(PROBLEMS AND TASKS)
1. In the passage on harassment at the National Park Service, when was the Inspector General report published?
2. List every person named in the passage on harassment at the National Park Service.
3. Write the next few sentences of the passage on harassment at the National Park Service, picking up after its final sentence.

(PASSAGE SHOWN)
══════════════════════════════

Zinke and National Park Service (NPS) acting director Mike Reynolds held an all-staff meeting at Grand Canyon National Park where they unveiled a series of policies aimed at preventing and rooting out sexual harassment.

Zinke’s announcement comes as Hollywood deals with sexual harassment accusations against prominent film producer Harvey Weinstein. Dozens of women, including famous actresses, have come forward with allegations again Weinstein.

NPS has been mired in secual harassment cases for years, especially among Grand Canyon employees.

For example, an Interior’s Office of Inspector General report published in January 2016 found a “long-term pattern of sexual harassment and hostile work environment” at the Grand Canyon District National Park Service.

Male Parks employees withheld food, groped and took photos under the dresses of female employees who refused sexual solicitations, the IG found. Those incidents were rarely punished.

Former Grand Canyon employee Kelly Martin detailed incidents of sexual harassment to against her Congress in 2016, including one instance where she caught a male Park employee watching her shower.

“The supervisory response to my three sexual harassment incidents was one of minimizing my experience and attempting to resolve the situation with a mere apology from the perpetrator instead of imposing more appropriate disciplinary action,” Martin told lawmakers.

══════════════════════════════

(EXCERPTED RECORDS)

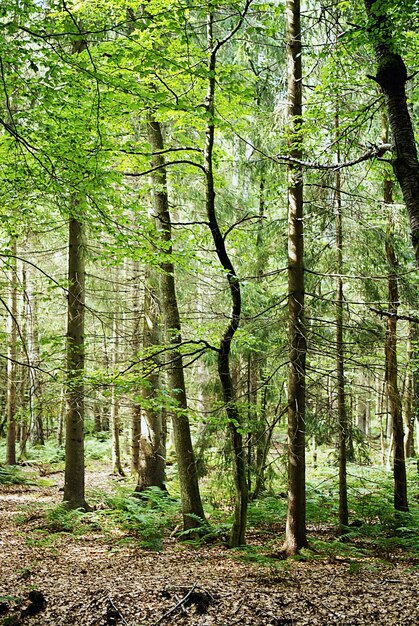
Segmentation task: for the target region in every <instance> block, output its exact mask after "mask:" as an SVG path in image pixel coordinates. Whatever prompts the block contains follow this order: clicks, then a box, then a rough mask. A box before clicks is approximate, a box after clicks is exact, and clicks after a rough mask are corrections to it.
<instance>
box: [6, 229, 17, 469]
mask: <svg viewBox="0 0 419 626" xmlns="http://www.w3.org/2000/svg"><path fill="white" fill-rule="evenodd" d="M16 255H17V240H16V236H12V238H11V256H10V295H9V302H8V305H7V313H8V331H9V338H8V343H7V443H6V463H7V464H8V465H16V410H17V396H16V377H17V335H18V324H19V321H18V317H17V315H18V312H17V289H18V286H17V281H18V277H17V261H16Z"/></svg>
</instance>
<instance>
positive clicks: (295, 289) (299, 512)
mask: <svg viewBox="0 0 419 626" xmlns="http://www.w3.org/2000/svg"><path fill="white" fill-rule="evenodd" d="M286 15H287V47H288V120H289V133H290V156H291V157H293V158H294V159H297V160H300V161H301V159H302V147H301V137H302V135H301V127H302V63H301V55H302V46H301V14H300V0H287V4H286ZM288 324H289V346H290V347H289V371H288V512H287V522H286V530H285V542H284V546H283V550H284V552H285V553H286V554H288V555H290V556H291V555H294V554H296V553H297V552H299V550H301V548H304V547H305V546H306V545H307V538H306V526H305V525H306V496H305V377H306V353H307V343H306V325H305V314H304V242H303V172H302V167H301V166H300V165H298V164H296V163H290V164H289V165H288Z"/></svg>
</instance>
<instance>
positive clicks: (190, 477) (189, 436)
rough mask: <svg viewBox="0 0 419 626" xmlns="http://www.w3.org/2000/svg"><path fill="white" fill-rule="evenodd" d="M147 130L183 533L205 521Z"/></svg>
mask: <svg viewBox="0 0 419 626" xmlns="http://www.w3.org/2000/svg"><path fill="white" fill-rule="evenodd" d="M147 129H148V138H149V141H150V144H151V147H152V151H153V153H155V156H154V157H153V159H152V166H153V168H155V169H154V171H153V172H152V174H151V176H152V181H153V197H154V210H155V213H156V220H157V226H158V228H159V230H160V233H161V237H162V241H163V244H164V249H163V251H162V252H164V253H165V259H164V261H163V262H162V263H161V269H162V276H161V279H160V293H161V306H162V313H163V316H164V320H165V328H166V335H167V342H168V345H169V348H170V349H169V350H168V351H167V363H168V366H167V378H168V388H169V391H170V394H171V396H172V399H173V401H174V404H175V407H174V410H173V411H172V424H173V435H174V442H175V449H176V457H177V464H178V472H179V482H180V492H181V501H182V515H183V527H184V529H185V530H192V529H193V528H196V527H197V526H198V525H199V523H198V520H197V518H199V519H200V520H204V519H205V514H204V509H203V506H202V501H201V495H200V492H199V485H198V476H197V472H196V463H195V454H194V450H193V445H192V436H191V430H190V424H189V417H188V403H187V396H186V385H185V375H184V370H183V358H182V353H181V351H180V345H181V343H182V335H181V324H180V315H179V308H178V303H177V296H176V285H175V276H174V271H175V268H174V263H173V260H172V226H171V216H170V211H169V201H168V194H167V178H166V169H165V159H164V156H163V155H162V154H161V152H162V150H163V149H164V142H163V135H162V130H161V126H160V123H159V122H158V121H157V120H156V119H154V118H153V116H152V115H150V116H149V119H148V122H147ZM156 168H158V169H156Z"/></svg>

══════════════════════════════

(LIST OF ANSWERS)
1. January 2016

2. Zinke, Mike Reynolds, Harvey Weinstein, Kelly Martin

3.
At a June 2016 hearing, the House Committee on Oversight and Government Reform reported “more than 20 claims of sexual harassment and misconduct were reported at offices in the Grand Canyon River District and Canaveral National Seashore during the past 15 years.”

“Yet, [former NPS Director Jonathan Jarvis] has not fired any of the perpetrators involved despite NPS’s zero tolerance policy,” the committee outlined.

Zinke said those days are over.

“I’ve removed a number of people who were abusive or acted improperly that other administrations were too afraid to or just turned a blind eye to,” Zinke said in a statement.

“Under my leadership we’re going to hold people accountable,” he said. “We are also fixing the problem of victims being afraid of retaliation or inaction by codifying the right for victims to report abuse to any manager in any location across the Service, and by bringing on an independent, investigative partner.”

The Interior Department also released the results of a survey showing that 38 percent of NPS employees experienced “harassment or discrimination of some kind while on the job,” according to the release.